**Task objective:**
Please rewrite the rows below, replacing "Objective" with "Goal" wherever it appears and leaving everything else unchanged.

**Data shown:**

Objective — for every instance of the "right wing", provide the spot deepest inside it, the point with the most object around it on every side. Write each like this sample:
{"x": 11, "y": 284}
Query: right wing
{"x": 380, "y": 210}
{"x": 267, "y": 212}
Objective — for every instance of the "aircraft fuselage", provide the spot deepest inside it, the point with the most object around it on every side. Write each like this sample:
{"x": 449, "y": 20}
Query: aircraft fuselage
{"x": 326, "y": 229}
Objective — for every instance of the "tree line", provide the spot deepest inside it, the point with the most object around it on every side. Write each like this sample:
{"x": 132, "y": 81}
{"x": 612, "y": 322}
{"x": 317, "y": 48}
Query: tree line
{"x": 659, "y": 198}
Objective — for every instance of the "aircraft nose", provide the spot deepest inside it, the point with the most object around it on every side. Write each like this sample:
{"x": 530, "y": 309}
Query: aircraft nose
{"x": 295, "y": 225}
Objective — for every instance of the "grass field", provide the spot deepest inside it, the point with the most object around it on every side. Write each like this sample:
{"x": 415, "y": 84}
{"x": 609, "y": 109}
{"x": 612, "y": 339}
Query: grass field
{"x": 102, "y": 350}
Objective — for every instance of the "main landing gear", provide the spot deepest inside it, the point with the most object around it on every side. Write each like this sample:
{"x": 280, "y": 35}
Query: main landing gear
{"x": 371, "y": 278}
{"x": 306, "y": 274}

**Problem solution:**
Goal — for every instance of the "right wing", provide the spot deepest inside it, the point with the most object around it on every side. Write each like this sample:
{"x": 11, "y": 284}
Query: right wing
{"x": 380, "y": 210}
{"x": 267, "y": 212}
Goal — for every instance of the "aircraft fuselage", provide the spot deepest inside it, the point with the most object around it on every side. Write each like this sample:
{"x": 449, "y": 20}
Query: aircraft fuselage
{"x": 326, "y": 229}
Goal — for every instance of the "tree line", provide the spot deepest inside it, the point with the most object around it on every side. Write each like this sample:
{"x": 132, "y": 81}
{"x": 612, "y": 322}
{"x": 317, "y": 48}
Query: tree line
{"x": 659, "y": 198}
Goal — for every instance of the "aircraft nose", provide the spot deepest inside it, the point with the most object around it on every side. Write each like this sample:
{"x": 530, "y": 309}
Query: aircraft nose
{"x": 295, "y": 225}
Goal — for every instance of the "grass field", provide the spot deepest inside it, the point with the most object around it on every side. Write each like this sample:
{"x": 415, "y": 84}
{"x": 609, "y": 109}
{"x": 612, "y": 339}
Query: grass field
{"x": 102, "y": 350}
Goal — for every instance of the "main landing gear", provide the spot deepest inside it, the point with the most object around it on every side. Write each like this sample:
{"x": 280, "y": 35}
Query: main landing gear
{"x": 371, "y": 278}
{"x": 306, "y": 274}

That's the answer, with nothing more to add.